[Object point labels]
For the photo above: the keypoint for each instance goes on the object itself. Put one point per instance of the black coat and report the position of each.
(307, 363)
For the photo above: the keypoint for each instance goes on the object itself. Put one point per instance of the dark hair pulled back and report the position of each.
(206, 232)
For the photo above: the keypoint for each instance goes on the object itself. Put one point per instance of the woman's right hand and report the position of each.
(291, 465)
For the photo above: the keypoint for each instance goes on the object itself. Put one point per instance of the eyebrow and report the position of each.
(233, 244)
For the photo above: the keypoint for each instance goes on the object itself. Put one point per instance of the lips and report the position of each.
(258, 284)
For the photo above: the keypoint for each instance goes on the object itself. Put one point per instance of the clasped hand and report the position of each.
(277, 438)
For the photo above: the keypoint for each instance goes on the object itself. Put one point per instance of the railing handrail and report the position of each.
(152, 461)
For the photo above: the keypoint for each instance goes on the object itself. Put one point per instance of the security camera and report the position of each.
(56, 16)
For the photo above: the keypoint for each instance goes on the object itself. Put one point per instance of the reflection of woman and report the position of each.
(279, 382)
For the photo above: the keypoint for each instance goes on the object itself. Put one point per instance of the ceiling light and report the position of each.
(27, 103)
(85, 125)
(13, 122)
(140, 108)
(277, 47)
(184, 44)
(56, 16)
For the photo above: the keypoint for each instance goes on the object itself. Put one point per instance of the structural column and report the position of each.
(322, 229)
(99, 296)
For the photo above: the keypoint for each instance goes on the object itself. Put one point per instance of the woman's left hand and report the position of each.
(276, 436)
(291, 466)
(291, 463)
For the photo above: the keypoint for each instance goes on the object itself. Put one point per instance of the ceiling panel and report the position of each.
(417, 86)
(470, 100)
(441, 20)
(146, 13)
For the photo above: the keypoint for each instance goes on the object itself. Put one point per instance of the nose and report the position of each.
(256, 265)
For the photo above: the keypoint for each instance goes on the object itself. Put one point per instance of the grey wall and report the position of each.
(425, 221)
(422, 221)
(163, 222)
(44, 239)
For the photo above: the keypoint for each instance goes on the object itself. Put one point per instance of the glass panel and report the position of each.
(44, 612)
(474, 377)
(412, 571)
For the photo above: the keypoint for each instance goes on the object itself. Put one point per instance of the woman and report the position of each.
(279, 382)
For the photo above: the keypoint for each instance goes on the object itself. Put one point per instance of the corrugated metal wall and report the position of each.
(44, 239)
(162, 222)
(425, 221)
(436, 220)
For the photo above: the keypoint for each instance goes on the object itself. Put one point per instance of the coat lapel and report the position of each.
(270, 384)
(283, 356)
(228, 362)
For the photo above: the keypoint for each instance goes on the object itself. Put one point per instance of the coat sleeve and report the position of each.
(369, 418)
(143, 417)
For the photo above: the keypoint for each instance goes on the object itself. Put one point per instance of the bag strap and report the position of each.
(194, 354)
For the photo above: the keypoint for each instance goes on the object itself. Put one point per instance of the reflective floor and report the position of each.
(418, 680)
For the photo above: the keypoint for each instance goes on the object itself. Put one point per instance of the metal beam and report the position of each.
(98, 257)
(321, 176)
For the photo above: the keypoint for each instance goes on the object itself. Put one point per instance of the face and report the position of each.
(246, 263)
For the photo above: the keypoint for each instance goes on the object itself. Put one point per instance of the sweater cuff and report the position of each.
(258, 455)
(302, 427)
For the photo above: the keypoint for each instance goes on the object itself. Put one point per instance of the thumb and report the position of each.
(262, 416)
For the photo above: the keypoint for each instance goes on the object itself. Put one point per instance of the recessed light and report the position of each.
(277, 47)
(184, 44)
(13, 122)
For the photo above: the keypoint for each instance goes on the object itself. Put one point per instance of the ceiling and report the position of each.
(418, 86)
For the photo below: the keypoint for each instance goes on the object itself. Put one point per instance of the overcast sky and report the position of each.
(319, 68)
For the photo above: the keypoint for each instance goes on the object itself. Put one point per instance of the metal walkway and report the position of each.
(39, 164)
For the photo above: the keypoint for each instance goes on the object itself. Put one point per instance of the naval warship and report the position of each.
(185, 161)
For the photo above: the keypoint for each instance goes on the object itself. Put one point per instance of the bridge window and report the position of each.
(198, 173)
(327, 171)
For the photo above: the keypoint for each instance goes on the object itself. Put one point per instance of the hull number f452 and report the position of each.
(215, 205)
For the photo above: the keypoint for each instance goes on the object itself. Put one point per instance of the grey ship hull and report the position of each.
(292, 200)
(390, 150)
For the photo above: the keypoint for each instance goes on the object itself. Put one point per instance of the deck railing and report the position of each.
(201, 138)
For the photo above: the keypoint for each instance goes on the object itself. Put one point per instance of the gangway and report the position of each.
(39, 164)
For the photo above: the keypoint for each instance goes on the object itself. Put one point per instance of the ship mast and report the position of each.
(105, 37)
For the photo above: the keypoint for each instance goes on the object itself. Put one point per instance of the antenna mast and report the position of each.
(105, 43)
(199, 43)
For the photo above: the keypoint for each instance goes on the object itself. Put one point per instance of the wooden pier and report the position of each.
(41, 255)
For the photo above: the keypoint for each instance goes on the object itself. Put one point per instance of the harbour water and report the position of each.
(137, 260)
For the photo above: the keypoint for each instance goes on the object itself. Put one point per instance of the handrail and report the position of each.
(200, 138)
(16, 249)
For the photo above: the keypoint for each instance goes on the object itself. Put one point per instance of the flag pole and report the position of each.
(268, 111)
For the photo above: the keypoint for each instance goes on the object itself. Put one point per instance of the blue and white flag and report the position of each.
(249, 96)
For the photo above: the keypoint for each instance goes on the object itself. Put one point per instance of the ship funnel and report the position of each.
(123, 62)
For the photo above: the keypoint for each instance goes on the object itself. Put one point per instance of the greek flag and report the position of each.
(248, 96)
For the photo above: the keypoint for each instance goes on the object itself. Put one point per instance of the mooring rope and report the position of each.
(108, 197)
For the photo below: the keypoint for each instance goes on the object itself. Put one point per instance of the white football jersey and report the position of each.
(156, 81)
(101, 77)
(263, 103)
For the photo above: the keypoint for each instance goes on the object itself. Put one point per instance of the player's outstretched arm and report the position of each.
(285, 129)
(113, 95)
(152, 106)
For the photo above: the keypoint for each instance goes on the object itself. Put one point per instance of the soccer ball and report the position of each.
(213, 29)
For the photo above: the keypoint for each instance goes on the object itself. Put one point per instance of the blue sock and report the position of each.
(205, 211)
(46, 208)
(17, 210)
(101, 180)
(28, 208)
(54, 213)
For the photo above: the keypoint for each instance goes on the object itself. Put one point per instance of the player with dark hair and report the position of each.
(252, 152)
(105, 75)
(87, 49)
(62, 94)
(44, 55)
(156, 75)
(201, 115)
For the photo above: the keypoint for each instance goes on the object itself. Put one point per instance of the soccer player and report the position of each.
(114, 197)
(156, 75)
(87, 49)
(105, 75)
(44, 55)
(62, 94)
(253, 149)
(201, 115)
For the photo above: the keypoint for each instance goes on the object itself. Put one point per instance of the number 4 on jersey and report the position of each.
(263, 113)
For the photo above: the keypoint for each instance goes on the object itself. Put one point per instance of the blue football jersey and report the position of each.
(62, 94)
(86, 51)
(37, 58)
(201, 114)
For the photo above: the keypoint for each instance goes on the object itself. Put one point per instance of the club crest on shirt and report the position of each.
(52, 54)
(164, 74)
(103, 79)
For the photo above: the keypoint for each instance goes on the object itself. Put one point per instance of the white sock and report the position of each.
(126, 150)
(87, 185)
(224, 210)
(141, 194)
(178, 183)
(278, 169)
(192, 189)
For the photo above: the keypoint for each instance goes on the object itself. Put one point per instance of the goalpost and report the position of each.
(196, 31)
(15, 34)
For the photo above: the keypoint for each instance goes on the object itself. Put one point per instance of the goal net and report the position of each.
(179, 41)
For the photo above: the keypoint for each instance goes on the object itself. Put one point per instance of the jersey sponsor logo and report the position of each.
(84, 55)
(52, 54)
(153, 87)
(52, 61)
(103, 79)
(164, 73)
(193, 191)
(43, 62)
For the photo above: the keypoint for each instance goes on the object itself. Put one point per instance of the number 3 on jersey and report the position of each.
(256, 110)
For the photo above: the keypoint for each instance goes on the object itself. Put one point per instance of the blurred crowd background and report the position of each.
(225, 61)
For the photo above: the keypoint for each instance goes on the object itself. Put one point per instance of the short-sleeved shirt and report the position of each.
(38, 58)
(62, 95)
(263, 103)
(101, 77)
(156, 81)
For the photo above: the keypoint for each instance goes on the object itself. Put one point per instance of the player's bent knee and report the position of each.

[Task to complete] Quote only the lines from the line containing "background and report the position of each." through the end of the listing, please, keeping both the first and the last line.

[Solution]
For the photo above: the keypoint for each instance goes on the object itself. Put one point per instance of the blurred crowd background and report the position of each.
(225, 61)
For the photo above: the keypoint for each instance goes on the object itself. Put one point per instance of the short-sleeved shirt and report the position of each.
(38, 58)
(62, 95)
(263, 103)
(101, 77)
(156, 81)
For the photo above: the keypoint for each instance goes on the object itself. Put one point per instance of the player's bent knee and report the position of each.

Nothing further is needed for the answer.